* **Exercise data**

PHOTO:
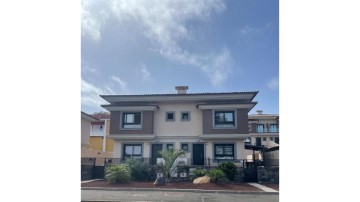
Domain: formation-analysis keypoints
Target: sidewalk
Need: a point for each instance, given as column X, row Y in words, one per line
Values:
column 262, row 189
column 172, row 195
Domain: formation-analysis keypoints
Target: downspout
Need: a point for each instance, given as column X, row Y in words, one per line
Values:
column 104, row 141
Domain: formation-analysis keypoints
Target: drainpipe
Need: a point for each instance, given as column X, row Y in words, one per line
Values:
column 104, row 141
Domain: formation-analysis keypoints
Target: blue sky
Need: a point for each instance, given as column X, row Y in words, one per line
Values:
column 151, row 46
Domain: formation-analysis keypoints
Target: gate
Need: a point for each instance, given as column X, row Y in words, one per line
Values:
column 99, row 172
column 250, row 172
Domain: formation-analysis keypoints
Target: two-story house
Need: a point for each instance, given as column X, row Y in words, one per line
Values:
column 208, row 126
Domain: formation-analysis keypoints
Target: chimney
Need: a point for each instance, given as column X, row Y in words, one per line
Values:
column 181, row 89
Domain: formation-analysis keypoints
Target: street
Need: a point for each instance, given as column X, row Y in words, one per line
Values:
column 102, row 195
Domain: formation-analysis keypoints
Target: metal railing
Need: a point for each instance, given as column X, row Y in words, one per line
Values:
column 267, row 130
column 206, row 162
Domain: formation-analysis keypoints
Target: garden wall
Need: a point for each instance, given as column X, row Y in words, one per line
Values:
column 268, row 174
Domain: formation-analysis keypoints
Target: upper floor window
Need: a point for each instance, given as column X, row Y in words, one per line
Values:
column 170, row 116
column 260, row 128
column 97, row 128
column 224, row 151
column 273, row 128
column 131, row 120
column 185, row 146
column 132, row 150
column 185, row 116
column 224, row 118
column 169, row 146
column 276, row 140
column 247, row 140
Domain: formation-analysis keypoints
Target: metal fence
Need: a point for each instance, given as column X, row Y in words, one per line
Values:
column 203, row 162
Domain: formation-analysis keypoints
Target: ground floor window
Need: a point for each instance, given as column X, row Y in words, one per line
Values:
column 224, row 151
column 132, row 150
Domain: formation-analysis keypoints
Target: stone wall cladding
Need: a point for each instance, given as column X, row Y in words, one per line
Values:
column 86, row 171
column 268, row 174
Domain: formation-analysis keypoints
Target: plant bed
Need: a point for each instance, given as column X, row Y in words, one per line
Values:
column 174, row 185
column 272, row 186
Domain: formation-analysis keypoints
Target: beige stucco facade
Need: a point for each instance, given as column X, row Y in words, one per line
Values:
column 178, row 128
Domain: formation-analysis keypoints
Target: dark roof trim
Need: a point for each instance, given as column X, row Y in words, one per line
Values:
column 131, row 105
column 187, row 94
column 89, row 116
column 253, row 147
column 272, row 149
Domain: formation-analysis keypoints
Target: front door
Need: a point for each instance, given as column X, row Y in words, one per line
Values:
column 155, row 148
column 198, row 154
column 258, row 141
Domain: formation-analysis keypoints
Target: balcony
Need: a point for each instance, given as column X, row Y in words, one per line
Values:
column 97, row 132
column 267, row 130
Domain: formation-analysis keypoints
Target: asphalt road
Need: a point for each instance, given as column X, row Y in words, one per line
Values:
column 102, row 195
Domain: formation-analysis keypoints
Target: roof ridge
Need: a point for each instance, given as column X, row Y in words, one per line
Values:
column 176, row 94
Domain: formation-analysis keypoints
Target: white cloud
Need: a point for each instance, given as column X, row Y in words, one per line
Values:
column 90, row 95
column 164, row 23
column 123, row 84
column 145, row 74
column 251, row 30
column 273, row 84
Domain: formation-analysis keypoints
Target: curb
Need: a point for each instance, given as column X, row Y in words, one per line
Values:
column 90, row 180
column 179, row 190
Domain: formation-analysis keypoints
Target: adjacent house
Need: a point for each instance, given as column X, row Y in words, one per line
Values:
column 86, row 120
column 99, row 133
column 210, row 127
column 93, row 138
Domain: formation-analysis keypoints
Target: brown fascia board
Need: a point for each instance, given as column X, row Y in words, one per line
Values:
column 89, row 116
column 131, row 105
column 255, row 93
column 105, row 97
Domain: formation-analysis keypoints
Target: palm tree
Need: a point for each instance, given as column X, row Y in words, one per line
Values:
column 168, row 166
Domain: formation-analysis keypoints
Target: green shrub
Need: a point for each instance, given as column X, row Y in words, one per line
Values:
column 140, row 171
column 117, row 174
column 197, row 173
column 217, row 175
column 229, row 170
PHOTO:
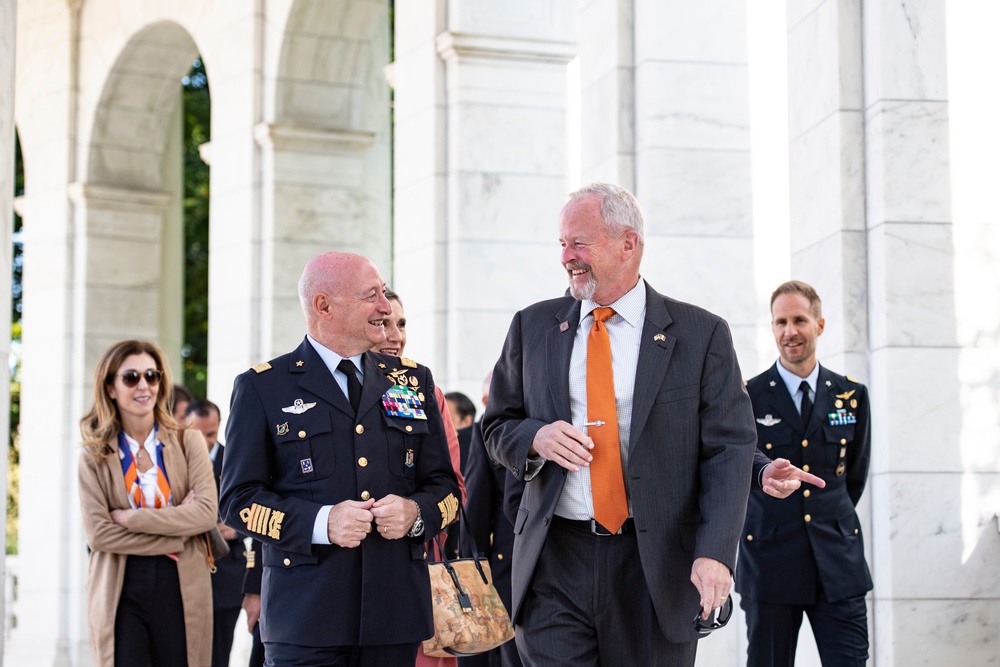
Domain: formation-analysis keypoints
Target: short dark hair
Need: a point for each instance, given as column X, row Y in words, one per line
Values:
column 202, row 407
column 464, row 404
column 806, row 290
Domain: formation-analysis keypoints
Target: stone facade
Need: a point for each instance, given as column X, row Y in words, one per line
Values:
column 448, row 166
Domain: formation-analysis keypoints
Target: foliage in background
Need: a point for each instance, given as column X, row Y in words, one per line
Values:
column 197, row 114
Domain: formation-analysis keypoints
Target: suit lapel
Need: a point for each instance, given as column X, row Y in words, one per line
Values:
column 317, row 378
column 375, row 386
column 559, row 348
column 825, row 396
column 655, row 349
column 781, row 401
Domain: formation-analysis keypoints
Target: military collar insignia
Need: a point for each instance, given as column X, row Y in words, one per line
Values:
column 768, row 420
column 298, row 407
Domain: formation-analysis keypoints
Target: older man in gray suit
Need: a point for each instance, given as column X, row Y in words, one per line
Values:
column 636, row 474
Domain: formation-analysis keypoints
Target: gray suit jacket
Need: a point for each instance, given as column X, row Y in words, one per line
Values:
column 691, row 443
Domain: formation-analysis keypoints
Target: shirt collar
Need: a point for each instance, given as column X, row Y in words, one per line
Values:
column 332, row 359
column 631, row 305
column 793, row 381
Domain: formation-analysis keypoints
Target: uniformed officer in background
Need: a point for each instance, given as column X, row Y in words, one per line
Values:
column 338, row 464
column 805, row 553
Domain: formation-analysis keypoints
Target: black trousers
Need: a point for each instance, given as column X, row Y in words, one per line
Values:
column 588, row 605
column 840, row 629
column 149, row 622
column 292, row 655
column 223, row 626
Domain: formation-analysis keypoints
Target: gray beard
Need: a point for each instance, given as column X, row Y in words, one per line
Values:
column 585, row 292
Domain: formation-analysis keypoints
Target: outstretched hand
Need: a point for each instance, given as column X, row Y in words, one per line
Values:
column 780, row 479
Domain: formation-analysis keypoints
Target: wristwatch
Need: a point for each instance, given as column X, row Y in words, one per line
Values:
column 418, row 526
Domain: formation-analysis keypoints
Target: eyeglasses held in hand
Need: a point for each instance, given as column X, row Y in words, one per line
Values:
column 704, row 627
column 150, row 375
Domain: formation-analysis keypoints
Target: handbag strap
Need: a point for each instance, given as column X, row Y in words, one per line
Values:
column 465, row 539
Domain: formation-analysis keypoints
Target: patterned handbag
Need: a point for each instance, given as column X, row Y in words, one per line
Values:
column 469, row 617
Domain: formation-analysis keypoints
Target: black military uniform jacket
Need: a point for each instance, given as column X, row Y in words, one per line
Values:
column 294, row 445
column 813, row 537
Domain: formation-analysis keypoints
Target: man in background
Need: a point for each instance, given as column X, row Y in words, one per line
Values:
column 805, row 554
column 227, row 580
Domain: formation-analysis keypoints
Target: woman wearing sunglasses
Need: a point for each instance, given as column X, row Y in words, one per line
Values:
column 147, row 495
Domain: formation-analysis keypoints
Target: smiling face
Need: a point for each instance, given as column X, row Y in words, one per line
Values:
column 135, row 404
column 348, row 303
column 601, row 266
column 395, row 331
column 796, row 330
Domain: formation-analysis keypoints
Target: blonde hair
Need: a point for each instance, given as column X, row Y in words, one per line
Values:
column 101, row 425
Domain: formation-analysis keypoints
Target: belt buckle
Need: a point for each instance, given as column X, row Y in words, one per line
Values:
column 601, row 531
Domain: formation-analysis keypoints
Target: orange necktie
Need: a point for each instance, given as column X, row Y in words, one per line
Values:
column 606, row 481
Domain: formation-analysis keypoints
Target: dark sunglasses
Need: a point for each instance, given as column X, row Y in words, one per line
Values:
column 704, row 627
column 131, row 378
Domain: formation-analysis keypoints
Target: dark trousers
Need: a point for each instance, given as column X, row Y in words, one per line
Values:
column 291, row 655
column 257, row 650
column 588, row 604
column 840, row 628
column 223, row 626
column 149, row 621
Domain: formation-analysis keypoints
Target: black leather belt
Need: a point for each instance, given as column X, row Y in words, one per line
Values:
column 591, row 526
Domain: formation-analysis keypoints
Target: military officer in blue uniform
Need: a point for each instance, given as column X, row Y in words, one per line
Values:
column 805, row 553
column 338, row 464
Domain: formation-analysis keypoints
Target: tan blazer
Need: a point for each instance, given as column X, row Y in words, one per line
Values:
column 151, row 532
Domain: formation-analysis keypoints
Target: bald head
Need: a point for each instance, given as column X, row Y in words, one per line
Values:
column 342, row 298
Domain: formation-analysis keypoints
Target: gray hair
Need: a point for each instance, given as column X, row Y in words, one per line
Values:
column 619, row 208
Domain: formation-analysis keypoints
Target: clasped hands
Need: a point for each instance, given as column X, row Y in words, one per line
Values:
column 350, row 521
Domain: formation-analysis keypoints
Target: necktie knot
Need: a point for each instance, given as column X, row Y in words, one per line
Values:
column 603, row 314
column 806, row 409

* **What is needed**
Repeat, word for word, the lines above between the line holding "Target: two-story house" and the line holding "Target: metal fence", inclusive; omit everything else.

* **Your response**
Target: two-story house
Need: a point for each instance, given as column X, row Y in words, one per line
Values:
column 208, row 126
Domain: formation-analysis keypoints
Target: chimney
Need: a point for each instance, given as column X, row Y in words, one per line
Values:
column 181, row 89
Domain: formation-analysis keypoints
Target: street
Need: a point for each instance, given as column X, row Y in words, one per line
Values:
column 102, row 195
Domain: formation-analysis keypoints
Target: metal railing
Need: a point for each instance, given as column X, row Y in words, one per line
Values:
column 267, row 130
column 206, row 162
Domain: formation-analysis keypoints
Target: garden wall
Need: a point for each instance, given as column X, row Y in words, one per line
Values:
column 268, row 174
Domain: formation-analysis keypoints
Target: upper floor window
Need: a point for each instance, given as column X, row Y in words, one per line
Values:
column 170, row 116
column 260, row 128
column 97, row 128
column 224, row 151
column 273, row 128
column 131, row 120
column 185, row 146
column 132, row 150
column 185, row 116
column 224, row 118
column 169, row 146
column 276, row 140
column 247, row 140
Domain: formation-analysis keypoints
Target: metal fence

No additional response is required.